* _DATA FOR ANALYSIS_
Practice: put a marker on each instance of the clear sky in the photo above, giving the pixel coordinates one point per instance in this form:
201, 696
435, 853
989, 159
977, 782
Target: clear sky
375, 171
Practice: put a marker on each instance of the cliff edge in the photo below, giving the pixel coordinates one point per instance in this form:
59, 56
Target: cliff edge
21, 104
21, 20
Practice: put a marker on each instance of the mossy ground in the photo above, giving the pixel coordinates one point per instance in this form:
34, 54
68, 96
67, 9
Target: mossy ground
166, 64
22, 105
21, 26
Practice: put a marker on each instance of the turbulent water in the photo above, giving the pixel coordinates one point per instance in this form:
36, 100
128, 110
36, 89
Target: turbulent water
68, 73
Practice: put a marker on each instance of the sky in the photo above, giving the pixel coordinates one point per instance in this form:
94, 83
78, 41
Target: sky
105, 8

* _WHAT IS REQUIRED_
Above are the records; retype every one exactly.

* _YOUR RESPONSE_
Practice: put a marker on each instance of the clear sky in the photo above, giving the pixel coordinates one point per instance in this form:
201, 696
435, 853
989, 159
977, 782
Target: clear sky
375, 171
Practice: put a marker on each instance of the cliff edge in the photo below, giving the pixel coordinates one point per instance in this form:
59, 56
Target: cliff edge
21, 104
21, 20
Practice: put a marker on each instance of the mossy ground in the photo above, giving the pixel coordinates one point per instance in this form:
34, 54
68, 96
67, 9
Target: mossy ground
166, 64
22, 105
21, 26
Practice: put a marker on each instance of the turbulent water in the photo above, giving the pixel coordinates one point per instance in this form:
36, 100
128, 110
36, 89
Target: turbulent water
68, 73
Practice: put a marker on each instance of the sky in the photo above, giving the pixel coordinates one point per instance in this form:
94, 83
78, 41
Target: sky
105, 8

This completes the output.